▸ **PAGE EXTRACT**:
On Friday I spotted two banded Piping Plovers and wrote the following day to Dr. Cheri Gratto-Trevor, who is a research specialist with the Canadian government and also the point person for reporting sightings of banded Piping Plovers from Canada. Plovers with white or black bands, and metal bands on the opposite tibia, are from Eastern Canada. Many thanks to Cheri for responding so quickly with with some fascinating information!
Cheri writes, “White 6U is band 2651-85405, banded as an adult male on 30 May 2018 at Big Merigomish Island in N Nova Scotia. He nested in that general area (James Beach) in 2019 and 2020. His black flag was faded so replaced with white flag 6U in the summer of 2020 (see, it was worth the effort in a pandemic, Julie!). He winters in the Bahamas (Man of War Cay, Abaco). The only other time he was reported from migration was fall 2018 in NC (South Point Ocracoke).
Black flag UU (terrific to get such a good photo of the faded code – you’ll have to go after her this summer, Julie) is band 2231-06500, banded as a chick on 19 July 2018 at Pomquet Beach, also N NS. She nested at East Beach, PEI in 2019, but then returned to nest at Pomquet Beach NS in 2020. She has never previously been reported from the non-breeding season, so we don’t know where she winters.
It will be interesting to see if they mate together in N NS this summer! (Normally pairs just meet up on the breeding grounds, so it’s probably unlikely).

▸ **ASSIGNMENT**: According to the page extract on the banded Piping Plovers, where does the male with white flag 6U spend the winter?

▸ **MATERIAL PROVIDED**:
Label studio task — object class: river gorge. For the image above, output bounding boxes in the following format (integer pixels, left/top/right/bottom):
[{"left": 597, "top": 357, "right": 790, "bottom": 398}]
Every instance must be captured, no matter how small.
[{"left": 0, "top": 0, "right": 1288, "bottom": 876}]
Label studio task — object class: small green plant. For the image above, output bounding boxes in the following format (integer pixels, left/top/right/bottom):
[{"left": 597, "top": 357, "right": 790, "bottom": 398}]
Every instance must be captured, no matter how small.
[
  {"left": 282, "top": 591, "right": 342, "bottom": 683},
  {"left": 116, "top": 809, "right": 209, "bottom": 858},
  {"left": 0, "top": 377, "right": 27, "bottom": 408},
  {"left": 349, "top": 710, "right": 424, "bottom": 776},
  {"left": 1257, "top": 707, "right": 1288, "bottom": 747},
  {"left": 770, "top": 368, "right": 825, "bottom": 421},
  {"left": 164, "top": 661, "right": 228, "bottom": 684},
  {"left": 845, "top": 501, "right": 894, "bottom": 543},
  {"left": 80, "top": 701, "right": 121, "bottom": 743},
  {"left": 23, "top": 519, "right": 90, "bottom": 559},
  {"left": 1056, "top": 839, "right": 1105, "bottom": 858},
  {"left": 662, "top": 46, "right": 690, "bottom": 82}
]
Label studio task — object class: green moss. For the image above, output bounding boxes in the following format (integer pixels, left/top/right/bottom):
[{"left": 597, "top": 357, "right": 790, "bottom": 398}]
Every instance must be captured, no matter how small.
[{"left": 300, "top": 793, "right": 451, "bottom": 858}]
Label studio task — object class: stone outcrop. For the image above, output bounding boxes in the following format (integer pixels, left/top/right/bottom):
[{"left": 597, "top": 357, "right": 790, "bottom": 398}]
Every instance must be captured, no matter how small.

▸ **ANSWER FOR THE TASK**: In the Bahamas, at Man of War Cay, Abaco.